Big leaderboard displays and exchanging scorecards at the end of a round are synonymous with tournament golf. Interaction and players holding each other accountable have always been encouraged.
Those things have been replaced this summer, at least locally, by safety signs and digital scoring. Interaction has been replaced by the encouragement of social distancing due to the ongoing COVID-19 pandemic.
“It’s gone very well and I think some of this may stick at the local or regional level, but when you still get to the PGA Tour, they still are going to have to have two signatures and they are going to continue to follow the book,” said Jason Cox, director of junior golf for the Carolinas Golf Association, about players exchanging scorecards to approve and sign them. “However at our level, and we do have limited staff, I think you see (scoring procedures) a little more relaxed and just making sure that people are playing golf and having fun. ... The PGA Tour has a staff of probably 30 to 50 people, plus the volunteers that they have. There’s some stuff like that we just can’t do.”
The Tarheel Youth Golf Association, in fact, had no volunteers working this week for the Coastal Plains Junior Amateur held Tuesday and Wednesday at Greenville Country Club. Overseeing the tournament were three staff members from TYGA and three more from Greenville CC.
Caddies at the professional level have been using towels to remove flagsticks for their golfers. TYGA does not allow caddies, and flags must remain in the hole at all times.
Instead of volunteers positioned every three holes to track scoring and check in with players, the players themselves are responsible for keeping social distance and walking to the main computer area every nine holes to update a TYGA representative with their score.
“You think back to last summer, and I would sign my scorecard as my own player and sign another player’s scorecard as their marker,” said Robert Allen, a J.H. Rose High School graduate from this year who said he plays in a few TYGA events per month. “We don’t do that anymore. We don’t shake hands and are not allowed to get within six feet of each other.”

◆ **ENTRIES SUPPLIED**
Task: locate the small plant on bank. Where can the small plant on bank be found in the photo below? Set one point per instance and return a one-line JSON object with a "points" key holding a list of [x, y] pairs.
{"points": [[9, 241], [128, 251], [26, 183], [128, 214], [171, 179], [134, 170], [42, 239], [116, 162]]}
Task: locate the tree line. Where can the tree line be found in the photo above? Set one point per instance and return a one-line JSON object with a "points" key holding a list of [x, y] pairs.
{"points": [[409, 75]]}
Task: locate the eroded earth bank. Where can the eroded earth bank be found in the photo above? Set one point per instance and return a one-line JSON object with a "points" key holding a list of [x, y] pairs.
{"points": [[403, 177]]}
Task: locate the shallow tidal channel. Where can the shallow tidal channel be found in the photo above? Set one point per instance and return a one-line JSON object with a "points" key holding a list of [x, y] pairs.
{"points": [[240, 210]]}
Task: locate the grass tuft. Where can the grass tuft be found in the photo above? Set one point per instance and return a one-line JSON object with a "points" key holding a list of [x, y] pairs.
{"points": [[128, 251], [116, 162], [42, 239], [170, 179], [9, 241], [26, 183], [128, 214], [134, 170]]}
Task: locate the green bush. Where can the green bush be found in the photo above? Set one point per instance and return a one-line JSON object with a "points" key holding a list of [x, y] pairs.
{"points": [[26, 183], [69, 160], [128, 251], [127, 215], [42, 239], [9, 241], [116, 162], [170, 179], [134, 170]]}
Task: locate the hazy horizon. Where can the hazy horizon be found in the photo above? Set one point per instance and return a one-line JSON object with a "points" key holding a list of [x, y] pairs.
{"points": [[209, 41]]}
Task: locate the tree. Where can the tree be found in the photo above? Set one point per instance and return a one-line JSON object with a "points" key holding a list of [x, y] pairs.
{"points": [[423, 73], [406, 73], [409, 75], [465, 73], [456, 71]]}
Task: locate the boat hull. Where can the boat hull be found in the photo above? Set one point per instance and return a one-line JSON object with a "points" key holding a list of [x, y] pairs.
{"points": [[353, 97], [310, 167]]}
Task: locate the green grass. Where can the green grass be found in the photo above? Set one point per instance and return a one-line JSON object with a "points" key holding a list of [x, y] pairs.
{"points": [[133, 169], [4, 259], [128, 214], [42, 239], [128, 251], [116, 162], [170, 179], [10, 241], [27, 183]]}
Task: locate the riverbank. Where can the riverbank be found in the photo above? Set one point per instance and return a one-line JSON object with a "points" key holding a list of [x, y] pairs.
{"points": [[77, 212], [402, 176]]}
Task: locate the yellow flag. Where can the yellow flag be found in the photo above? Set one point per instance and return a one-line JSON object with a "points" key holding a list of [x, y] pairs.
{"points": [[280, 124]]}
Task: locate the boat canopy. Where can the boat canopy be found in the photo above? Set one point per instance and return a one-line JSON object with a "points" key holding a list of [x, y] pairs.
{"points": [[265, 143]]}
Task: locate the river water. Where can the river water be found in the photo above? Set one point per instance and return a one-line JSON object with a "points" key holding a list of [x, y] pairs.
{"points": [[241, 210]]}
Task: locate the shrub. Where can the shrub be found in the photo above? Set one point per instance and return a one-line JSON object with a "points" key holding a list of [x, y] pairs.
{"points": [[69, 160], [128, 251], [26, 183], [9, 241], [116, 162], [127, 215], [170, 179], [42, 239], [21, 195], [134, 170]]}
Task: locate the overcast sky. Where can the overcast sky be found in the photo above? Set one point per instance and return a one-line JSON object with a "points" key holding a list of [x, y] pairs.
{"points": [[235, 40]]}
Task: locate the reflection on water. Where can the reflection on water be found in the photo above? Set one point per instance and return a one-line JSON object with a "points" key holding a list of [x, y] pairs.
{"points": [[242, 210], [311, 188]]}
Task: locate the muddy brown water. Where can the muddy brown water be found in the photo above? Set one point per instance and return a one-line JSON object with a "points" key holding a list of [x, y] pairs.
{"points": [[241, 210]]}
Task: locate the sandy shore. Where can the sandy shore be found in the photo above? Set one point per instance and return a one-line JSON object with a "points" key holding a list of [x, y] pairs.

◆ **TASK A**
In the golf article, how often do players walk to the main computer area to give a TYGA representative their score?
◆ **TASK B**
Using the golf article, explain why Jason Cox expects scoring procedures at the local level to be more relaxed than on the PGA Tour.
The records stand apart from the golf article and are separate material.

◆ **ANSWER BOX A**
Every nine holes.

◆ **ANSWER BOX B**
Cox points to limited staff at the local level. The PGA Tour has probably 30 to 50 staff members plus volunteers, so it can handle things that local organizations cannot.